Items listed in a dataset:
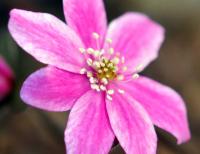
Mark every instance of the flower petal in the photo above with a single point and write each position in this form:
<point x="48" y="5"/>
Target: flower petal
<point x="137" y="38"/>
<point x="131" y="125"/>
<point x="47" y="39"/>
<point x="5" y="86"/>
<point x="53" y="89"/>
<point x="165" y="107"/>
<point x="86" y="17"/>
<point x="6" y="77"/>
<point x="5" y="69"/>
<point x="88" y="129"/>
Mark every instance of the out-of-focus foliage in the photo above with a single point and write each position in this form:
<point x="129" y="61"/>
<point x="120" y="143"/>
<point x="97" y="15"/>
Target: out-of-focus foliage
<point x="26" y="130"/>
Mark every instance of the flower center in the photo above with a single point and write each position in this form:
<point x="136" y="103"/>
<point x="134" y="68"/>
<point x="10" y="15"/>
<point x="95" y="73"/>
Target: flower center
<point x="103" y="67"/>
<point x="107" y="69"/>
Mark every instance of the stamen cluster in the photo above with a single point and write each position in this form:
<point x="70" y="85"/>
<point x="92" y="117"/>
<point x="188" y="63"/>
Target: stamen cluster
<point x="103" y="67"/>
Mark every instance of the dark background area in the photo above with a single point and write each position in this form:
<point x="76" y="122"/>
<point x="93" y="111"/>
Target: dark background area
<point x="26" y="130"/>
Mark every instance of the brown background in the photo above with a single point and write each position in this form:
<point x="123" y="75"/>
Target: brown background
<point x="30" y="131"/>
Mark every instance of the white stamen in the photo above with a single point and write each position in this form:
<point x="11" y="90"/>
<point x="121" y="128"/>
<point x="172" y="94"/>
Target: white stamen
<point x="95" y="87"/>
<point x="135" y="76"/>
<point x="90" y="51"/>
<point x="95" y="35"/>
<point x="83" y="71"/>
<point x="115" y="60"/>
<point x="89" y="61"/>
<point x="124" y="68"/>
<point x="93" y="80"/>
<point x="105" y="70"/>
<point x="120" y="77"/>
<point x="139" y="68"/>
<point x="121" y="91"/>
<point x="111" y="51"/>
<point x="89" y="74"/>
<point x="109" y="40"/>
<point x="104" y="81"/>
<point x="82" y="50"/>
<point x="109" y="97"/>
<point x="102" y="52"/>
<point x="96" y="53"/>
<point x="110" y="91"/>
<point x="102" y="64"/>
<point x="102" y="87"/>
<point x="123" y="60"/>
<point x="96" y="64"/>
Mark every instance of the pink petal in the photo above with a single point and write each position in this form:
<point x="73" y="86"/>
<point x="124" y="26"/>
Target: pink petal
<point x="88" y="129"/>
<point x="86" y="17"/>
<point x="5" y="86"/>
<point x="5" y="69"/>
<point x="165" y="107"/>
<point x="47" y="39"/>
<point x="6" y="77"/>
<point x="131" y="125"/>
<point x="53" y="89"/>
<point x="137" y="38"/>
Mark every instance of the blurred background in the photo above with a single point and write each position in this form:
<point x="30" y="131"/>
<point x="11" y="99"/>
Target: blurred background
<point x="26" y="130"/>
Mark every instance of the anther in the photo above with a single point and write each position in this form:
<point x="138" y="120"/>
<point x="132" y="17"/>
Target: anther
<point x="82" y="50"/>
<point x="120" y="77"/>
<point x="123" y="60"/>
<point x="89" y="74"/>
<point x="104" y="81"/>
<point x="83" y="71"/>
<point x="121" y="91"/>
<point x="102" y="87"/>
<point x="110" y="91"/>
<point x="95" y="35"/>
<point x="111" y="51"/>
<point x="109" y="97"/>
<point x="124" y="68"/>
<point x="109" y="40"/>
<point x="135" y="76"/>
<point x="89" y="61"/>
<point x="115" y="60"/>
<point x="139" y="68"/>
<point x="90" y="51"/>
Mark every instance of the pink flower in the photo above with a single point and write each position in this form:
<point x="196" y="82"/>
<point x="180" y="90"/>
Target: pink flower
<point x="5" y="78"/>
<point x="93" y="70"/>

→ **Goal of the exercise**: From the line holding "Target: white stamen" to the line holding "Mark every instance of the anther", inclusive, restate each line above exactly as written.

→ **Problem solution**:
Target: white stamen
<point x="95" y="87"/>
<point x="135" y="76"/>
<point x="90" y="51"/>
<point x="95" y="35"/>
<point x="83" y="71"/>
<point x="115" y="60"/>
<point x="89" y="61"/>
<point x="124" y="68"/>
<point x="93" y="80"/>
<point x="105" y="70"/>
<point x="120" y="77"/>
<point x="139" y="68"/>
<point x="121" y="91"/>
<point x="111" y="51"/>
<point x="89" y="74"/>
<point x="109" y="40"/>
<point x="104" y="81"/>
<point x="82" y="50"/>
<point x="109" y="97"/>
<point x="102" y="52"/>
<point x="96" y="53"/>
<point x="110" y="91"/>
<point x="102" y="64"/>
<point x="102" y="87"/>
<point x="123" y="60"/>
<point x="96" y="64"/>
Mark every instance of the pink petal in the photo above with a single point and write each position in this form:
<point x="73" y="86"/>
<point x="124" y="26"/>
Target: pink petal
<point x="88" y="129"/>
<point x="86" y="17"/>
<point x="5" y="86"/>
<point x="5" y="69"/>
<point x="165" y="107"/>
<point x="47" y="39"/>
<point x="6" y="77"/>
<point x="131" y="125"/>
<point x="53" y="89"/>
<point x="137" y="38"/>
Mark every instance of the blurred background in the photo above with a single point and write each position in this form:
<point x="30" y="131"/>
<point x="11" y="99"/>
Target: blurred background
<point x="26" y="130"/>
Mark every instance of the anther in the photo above with a single point and write each position in this form:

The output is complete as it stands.